Extract provided:
🌼 Your Guide To Investing In Canola, An Oilseed Commodity That Produces The “Healthiest” Oil
Brief Background
Canola is a variety of the rapeseed plant, bred and cultivated by Canadian scientists to get rid of the negative properties in rapeseed oil (namely its erucic acid content, with early research suggesting that it’s harmful to human health). Canola was actually a trademark name, a condensed form of “Can” for Canada, and “ola” for oil, low acid”. Now, the name is used to label the edible varieties of rapeseed oil. As a cooking oil, canola is arguably the healthiest compared to other vegetable oils due to its very low saturated fat content, and has a very high smoking point. Fun fact: the canola/rapeseed plant is in the same family as the cabbage, broccoli and mustard plants.
What Can It Do For You
🧺 Portfolio Diversification. As always, adding commodities to your portfolio can help diversify and lower risk. Adding canola to your portfolio means owning an asset that tends to act differently to other asset classes, and even to other commodities. Furthermore, as an agricultural commodity, canola can act as a hedge against inflation. So, when the economy undergoes inflationary periods, agricultural commodity prices could rise in response to these conditions.
💰 Profit. Canola can certainly provide decent returns as seen from the price chart below. Even prior to the price spike, price swings presented opportunities for speculative investors and traders to profit. As with a number of other agricultural commodities, there are a number of long-term trends that could support and boost canola prices. These include emerging market demand, the impact of climate change, biofuel demand, and positive endorsements and associations regarding canola’s benefit to human health. However, there are a number of risks that could certainly put downward pressure on canola prices. These include overproduction by large suppliers in response to rising prices, a strong Canadian dollar, as well as research potentially explaining the harms of canola oil to human health.
What Affects Canola Prices
There are several key factors that are involved in moving the price of canola:
- 🇨🇦 Canadian Production. Canada is the world’s biggest canola producer, accounting for about ~27%, according to USDA reports. Though there are other countries that come close to this, Canadian production and supply can certainly affect prices since it’s also the biggest exporter, accounting for about ~64% of world exports. So, any disruptions in supply in Canada can have an effect on prices.
- 🇪🇺🇨🇳 Global Demand (Especially China & EU). Due to canola’s versatility and increasing use in biofuels, demand for canola is global, especially from the EU and in emerging markets such as China and Japan. EU canola imports have steadily been increasing over the years due to decreased production and increased biofuel demand. Furthermore, though Chinese and Japanese demand have remained stable, China has also been increasing its stockpile to prevent a shortage.
- 🏛️Government Policy. Policies such as biofuel mandates, import and export taxes can all have an effect on prices. These can all impact the supply and demand for canola, and therefore, can affect prices. In fact, in March 2019, China blocked canola oilseed imports from Canada’s largest producer as a retaliatory measure following the arrest of a Huawei executive. This sudden decrease in demand meant prices dropped as a response.

Stated exercise:
Copy word for word the part of the canola investing guide starting with "- 🇪🇺🇨🇳 Global" and going on through "as a response.".

Data:
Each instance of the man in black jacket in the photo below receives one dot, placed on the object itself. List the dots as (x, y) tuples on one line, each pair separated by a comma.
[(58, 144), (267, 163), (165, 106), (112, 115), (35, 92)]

The output:
- 🇪🇺🇨🇳 Global Demand (Especially China & EU). Due to canola’s versatility and increasing use in biofuels, demand for canola is global, especially from the EU and in emerging markets such as China and Japan. EU canola imports have steadily been increasing over the years due to decreased production and increased biofuel demand. Furthermore, though Chinese and Japanese demand have remained stable, China has also been increasing its stockpile to prevent a shortage.
- 🏛️Government Policy. Policies such as biofuel mandates, import and export taxes can all have an effect on prices. These can all impact the supply and demand for canola, and therefore, can affect prices. In fact, in March 2019, China blocked canola oilseed imports from Canada’s largest producer as a retaliatory measure following the arrest of a Huawei executive. This sudden decrease in demand meant prices dropped as a response.